Start of SELECTED EXTRACT

CHDs can be complex and involve a variety of subtypes. Further, they can be categorized based on severity, as either critical CHDs (CCHDs) or non-critical CHDs (non-CCHDs). The World Health Organization (WHO) reports that CCHDs account for 25% of all CHDs, with infants diagnosed requiring intervention within the first year of life. In many countries, the incidence rate of non-CCHDs is increasing, whereas the rate of CCHDs has remained relatively stable.
This study aims to examine the trends and incidence rates of CHDs, providing data to inform governmental policy interventions. Our findings reveal an increasing incidence rate of CHDs in the Haidian District, Beijing, from 84.65 per 10,000 births in 2013 to 105.72 per 10,000 births in 2022, with non-CCHDs contributing significantly to this increase. Meanwhile, the incidence of CCHDs remained stable at an average of 19.00 per 10,000 births. Interestingly, improved diagnostic techniques have not coincided with improved survival rates for both CCHDs and non-CCHDs.

End of SELECTED EXTRACT
Start of DATA SECTION

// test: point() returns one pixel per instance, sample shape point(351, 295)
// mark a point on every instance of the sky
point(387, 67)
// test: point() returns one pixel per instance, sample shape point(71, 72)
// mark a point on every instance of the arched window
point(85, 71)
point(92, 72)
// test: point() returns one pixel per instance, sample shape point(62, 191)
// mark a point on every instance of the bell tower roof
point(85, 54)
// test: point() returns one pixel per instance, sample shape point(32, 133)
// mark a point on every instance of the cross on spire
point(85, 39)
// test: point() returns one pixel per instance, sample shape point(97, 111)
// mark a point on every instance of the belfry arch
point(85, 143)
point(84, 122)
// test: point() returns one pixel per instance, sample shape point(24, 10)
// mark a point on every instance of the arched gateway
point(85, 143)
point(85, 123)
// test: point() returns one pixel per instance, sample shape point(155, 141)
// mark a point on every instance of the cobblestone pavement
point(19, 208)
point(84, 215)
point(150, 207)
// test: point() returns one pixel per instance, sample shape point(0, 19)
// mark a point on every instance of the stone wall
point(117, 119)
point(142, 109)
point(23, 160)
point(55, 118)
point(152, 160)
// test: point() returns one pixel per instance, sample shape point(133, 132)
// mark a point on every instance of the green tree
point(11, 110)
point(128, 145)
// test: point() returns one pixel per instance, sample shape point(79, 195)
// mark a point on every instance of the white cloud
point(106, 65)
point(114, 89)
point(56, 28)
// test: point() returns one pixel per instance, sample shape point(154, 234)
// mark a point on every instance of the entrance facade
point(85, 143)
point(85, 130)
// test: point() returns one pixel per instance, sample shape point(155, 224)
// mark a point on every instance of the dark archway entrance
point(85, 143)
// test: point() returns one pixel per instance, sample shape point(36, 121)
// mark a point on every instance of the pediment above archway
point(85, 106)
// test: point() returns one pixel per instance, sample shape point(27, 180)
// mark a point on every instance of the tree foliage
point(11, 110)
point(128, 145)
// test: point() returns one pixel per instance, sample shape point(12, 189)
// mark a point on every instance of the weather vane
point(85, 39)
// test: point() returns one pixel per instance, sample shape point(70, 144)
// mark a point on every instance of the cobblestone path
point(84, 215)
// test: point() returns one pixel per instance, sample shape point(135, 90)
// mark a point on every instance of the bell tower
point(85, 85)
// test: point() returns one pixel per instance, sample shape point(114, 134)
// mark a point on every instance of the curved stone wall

End of DATA SECTION

* _EXERCISE BRIEF_: Could you copy, word for word, the part of the CHD incidence passage above that opens with the words containing "This study aims" and closes with "CCHDs and non-CCHDs."?

* _SOLUTION FOR THIS PROBLEM_:
This study aims to examine the trends and incidence rates of CHDs, providing data to inform governmental policy interventions. Our findings reveal an increasing incidence rate of CHDs in the Haidian District, Beijing, from 84.65 per 10,000 births in 2013 to 105.72 per 10,000 births in 2022, with non-CCHDs contributing significantly to this increase. Meanwhile, the incidence of CCHDs remained stable at an average of 19.00 per 10,000 births. Interestingly, improved diagnostic techniques have not coincided with improved survival rates for both CCHDs and non-CCHDs.